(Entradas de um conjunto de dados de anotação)
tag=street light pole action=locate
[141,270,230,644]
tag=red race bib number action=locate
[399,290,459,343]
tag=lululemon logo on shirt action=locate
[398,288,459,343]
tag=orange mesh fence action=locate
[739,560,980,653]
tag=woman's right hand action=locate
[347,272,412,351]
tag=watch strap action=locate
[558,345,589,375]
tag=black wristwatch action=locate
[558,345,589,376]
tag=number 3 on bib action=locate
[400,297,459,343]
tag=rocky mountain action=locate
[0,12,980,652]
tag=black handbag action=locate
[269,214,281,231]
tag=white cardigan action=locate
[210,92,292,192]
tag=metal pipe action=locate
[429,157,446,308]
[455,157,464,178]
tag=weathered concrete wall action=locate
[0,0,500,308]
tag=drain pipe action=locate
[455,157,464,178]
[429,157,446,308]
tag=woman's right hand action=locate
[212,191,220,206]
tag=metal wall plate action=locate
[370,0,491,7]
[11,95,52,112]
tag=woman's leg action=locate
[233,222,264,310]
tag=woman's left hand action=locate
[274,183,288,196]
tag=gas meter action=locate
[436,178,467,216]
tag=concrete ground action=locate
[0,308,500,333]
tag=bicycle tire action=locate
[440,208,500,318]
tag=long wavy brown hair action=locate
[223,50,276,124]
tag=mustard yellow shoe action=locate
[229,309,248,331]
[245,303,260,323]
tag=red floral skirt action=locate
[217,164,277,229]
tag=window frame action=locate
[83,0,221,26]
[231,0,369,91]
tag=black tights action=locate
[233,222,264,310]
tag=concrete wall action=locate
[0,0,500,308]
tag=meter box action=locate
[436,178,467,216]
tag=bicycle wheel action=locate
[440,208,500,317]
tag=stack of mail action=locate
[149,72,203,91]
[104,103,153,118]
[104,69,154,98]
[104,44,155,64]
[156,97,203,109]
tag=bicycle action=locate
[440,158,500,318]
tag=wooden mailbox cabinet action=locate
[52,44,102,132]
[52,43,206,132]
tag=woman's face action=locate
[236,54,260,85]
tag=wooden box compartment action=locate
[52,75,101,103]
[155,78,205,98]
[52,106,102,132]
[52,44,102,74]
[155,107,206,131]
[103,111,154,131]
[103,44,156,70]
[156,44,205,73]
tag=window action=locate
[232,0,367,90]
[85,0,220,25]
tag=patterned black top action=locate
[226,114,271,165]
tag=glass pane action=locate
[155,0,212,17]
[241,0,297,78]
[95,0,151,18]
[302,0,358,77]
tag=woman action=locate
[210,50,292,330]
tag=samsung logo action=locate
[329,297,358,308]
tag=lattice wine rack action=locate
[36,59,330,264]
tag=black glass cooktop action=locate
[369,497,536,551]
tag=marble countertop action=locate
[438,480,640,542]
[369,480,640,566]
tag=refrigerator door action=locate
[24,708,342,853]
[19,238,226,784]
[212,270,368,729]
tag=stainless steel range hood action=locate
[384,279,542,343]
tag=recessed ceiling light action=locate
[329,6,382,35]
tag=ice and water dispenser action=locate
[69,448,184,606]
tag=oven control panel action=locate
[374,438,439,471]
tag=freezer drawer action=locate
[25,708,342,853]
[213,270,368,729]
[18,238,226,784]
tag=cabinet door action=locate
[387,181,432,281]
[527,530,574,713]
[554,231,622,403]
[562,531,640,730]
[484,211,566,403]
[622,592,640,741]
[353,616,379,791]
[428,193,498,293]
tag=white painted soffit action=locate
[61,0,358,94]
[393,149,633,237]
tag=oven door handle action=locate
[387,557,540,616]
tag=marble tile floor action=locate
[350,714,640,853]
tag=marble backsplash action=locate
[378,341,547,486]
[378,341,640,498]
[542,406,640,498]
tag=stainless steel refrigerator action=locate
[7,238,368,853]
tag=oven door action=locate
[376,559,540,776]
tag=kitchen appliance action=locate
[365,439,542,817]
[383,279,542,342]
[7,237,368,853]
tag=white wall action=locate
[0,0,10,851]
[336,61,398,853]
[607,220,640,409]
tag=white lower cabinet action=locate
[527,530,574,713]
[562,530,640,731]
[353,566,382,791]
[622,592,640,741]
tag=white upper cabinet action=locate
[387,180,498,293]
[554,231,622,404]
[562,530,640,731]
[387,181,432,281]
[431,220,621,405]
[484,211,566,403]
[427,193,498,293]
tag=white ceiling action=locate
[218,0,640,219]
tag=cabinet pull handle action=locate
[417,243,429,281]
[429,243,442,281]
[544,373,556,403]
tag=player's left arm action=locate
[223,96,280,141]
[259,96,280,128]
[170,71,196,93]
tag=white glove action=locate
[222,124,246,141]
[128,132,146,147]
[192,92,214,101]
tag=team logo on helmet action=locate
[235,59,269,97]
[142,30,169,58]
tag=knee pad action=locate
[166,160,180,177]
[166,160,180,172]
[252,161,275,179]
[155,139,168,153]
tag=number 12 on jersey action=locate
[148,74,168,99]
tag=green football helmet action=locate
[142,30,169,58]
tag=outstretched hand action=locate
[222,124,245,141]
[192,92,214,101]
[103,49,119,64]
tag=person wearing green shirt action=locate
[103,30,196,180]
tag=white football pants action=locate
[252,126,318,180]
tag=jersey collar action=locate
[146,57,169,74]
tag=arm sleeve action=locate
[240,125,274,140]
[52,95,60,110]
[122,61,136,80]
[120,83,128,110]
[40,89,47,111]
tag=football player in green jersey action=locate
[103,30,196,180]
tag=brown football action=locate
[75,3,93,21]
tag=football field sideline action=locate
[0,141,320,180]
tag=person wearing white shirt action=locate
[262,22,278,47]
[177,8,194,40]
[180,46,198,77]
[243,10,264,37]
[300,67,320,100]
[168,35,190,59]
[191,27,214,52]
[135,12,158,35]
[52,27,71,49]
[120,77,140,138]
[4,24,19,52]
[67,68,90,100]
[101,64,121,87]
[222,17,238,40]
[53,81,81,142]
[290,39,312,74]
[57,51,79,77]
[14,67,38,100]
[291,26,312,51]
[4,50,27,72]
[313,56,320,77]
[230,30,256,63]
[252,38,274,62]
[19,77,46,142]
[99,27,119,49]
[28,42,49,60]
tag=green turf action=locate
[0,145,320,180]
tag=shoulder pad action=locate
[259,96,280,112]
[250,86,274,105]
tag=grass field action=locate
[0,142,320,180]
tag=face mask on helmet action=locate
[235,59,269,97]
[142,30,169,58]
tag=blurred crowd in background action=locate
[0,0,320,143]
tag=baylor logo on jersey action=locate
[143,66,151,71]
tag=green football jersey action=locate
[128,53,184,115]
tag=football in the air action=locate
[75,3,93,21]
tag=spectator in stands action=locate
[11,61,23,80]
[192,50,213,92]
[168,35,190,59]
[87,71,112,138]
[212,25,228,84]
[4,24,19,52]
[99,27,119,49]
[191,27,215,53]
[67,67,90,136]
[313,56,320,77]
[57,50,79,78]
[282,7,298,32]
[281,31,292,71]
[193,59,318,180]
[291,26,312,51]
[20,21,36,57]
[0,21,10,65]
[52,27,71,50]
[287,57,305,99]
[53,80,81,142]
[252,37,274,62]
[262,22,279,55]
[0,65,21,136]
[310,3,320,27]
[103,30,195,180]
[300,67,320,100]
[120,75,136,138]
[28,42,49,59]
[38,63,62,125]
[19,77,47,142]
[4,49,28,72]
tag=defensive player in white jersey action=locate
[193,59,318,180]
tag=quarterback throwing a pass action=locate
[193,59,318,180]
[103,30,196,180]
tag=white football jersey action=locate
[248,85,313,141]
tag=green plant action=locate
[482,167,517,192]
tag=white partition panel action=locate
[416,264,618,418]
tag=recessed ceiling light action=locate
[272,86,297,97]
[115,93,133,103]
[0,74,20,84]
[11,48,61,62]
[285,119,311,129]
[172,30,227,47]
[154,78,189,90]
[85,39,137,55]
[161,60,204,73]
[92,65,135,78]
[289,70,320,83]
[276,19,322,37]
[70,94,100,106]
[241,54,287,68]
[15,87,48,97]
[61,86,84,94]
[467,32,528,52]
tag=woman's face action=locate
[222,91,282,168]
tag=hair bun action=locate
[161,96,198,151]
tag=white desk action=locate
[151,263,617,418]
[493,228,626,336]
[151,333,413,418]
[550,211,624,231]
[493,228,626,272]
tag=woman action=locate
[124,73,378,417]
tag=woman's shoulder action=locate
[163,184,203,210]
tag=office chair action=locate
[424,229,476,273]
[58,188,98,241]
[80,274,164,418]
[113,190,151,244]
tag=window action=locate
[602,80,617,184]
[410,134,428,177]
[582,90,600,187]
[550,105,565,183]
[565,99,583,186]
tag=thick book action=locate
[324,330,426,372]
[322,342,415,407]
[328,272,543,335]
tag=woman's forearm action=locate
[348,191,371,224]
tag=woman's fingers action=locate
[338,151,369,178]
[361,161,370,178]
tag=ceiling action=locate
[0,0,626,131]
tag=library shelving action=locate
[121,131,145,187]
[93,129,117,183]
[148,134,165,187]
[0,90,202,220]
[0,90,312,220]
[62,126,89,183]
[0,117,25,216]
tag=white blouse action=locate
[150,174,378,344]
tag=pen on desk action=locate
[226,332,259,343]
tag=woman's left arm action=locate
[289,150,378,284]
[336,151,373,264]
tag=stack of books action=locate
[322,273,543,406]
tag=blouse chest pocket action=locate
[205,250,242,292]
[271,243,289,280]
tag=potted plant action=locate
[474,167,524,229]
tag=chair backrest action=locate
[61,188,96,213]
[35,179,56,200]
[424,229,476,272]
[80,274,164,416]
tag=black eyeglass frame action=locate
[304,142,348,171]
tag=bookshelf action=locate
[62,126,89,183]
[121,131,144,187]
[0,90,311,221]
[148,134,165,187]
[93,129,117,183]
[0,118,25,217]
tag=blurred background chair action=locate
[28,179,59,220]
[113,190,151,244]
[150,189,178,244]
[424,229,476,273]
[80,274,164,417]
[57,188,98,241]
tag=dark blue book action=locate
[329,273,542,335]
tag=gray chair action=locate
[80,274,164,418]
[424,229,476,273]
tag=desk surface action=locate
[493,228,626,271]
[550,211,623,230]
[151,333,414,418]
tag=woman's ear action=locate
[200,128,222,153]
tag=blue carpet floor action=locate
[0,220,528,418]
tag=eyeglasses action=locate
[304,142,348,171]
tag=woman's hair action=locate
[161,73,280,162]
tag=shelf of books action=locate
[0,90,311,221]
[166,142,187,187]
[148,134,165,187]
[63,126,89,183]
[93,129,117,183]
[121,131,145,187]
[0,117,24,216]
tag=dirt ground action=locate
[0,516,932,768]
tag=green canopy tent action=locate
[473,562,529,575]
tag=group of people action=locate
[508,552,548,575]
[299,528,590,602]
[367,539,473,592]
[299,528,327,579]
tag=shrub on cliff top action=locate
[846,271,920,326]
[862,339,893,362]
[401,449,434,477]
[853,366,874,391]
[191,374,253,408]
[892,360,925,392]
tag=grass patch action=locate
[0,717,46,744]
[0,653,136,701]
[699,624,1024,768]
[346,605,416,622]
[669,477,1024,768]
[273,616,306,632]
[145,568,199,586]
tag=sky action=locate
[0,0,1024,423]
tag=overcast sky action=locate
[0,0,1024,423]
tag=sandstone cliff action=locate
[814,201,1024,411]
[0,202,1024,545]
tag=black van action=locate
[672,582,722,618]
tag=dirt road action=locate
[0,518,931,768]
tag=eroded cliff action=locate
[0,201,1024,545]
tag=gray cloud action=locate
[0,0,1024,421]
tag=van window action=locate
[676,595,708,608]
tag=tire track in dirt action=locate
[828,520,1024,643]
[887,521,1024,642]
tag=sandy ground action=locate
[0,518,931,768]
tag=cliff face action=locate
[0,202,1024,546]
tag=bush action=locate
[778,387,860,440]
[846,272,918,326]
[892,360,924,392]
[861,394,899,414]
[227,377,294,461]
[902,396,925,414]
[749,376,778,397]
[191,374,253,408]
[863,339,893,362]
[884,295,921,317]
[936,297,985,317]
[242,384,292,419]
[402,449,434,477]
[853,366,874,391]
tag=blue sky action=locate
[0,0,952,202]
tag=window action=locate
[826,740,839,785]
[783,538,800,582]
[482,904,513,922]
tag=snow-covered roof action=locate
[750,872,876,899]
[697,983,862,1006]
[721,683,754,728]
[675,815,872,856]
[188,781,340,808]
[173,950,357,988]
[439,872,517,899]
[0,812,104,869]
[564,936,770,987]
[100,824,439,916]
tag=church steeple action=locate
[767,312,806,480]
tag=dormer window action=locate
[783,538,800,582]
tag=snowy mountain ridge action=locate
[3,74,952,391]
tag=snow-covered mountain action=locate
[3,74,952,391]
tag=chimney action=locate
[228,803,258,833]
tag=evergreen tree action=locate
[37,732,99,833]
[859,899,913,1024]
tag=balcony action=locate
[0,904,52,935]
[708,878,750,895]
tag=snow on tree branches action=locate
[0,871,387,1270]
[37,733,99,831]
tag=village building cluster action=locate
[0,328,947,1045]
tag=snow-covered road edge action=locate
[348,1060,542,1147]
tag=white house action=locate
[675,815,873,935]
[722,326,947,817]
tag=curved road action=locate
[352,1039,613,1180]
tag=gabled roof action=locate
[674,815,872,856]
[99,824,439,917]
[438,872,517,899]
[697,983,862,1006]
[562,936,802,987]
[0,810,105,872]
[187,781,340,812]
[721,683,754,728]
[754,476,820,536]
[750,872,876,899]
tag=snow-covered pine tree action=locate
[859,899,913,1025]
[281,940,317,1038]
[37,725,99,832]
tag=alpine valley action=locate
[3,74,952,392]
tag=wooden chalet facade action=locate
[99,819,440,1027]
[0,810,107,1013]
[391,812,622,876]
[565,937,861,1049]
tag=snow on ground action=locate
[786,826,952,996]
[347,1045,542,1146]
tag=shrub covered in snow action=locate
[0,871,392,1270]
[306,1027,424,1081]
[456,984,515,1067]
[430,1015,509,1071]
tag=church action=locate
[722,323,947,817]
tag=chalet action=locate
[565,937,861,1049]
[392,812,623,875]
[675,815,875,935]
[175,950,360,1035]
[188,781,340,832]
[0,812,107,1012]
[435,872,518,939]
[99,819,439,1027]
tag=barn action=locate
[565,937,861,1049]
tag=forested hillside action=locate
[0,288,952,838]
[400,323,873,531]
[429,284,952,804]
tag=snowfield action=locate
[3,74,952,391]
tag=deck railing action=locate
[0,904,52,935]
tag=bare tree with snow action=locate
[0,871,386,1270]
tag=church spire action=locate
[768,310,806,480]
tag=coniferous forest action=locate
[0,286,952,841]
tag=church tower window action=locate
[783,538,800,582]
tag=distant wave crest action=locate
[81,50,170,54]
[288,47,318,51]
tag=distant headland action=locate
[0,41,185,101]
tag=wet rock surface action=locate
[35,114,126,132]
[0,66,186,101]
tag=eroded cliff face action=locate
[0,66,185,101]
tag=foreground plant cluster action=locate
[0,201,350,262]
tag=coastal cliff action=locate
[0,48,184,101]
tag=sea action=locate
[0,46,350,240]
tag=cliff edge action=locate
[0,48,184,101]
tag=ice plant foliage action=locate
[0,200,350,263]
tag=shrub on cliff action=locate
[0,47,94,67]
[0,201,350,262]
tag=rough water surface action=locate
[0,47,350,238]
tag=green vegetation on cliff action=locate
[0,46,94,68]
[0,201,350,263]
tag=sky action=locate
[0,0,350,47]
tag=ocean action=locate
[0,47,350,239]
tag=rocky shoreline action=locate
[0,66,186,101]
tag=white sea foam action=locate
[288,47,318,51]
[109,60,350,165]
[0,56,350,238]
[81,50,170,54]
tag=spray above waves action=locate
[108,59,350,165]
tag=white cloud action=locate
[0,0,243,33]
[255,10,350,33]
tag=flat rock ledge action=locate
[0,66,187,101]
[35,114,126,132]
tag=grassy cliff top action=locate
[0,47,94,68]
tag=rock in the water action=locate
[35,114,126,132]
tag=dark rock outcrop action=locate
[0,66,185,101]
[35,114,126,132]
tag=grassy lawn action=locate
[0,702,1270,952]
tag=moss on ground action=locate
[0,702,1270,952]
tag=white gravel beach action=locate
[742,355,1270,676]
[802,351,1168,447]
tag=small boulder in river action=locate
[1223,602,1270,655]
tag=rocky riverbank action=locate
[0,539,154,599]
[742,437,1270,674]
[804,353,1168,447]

#### Tarefa obrigatória:
Por favor, reescreva tudo desde a linha com "tag=white partition panel action=locate" até a linha com "[161,96,198,151]", ambas incluídas, trocando "hair bun" por "hair knot" e deixando o resto igual.

#### Resposta completa:
tag=white partition panel action=locate
[416,264,618,418]
tag=recessed ceiling light action=locate
[272,86,297,97]
[115,93,133,103]
[0,74,20,84]
[11,48,61,62]
[285,119,311,129]
[172,30,227,47]
[154,78,189,90]
[85,39,137,55]
[161,60,204,73]
[92,65,135,78]
[289,70,320,83]
[276,19,322,37]
[70,94,100,106]
[241,54,287,68]
[15,87,48,97]
[61,86,84,94]
[467,32,528,52]
tag=woman's face action=locate
[222,91,282,168]
tag=hair knot action=locate
[161,96,198,151]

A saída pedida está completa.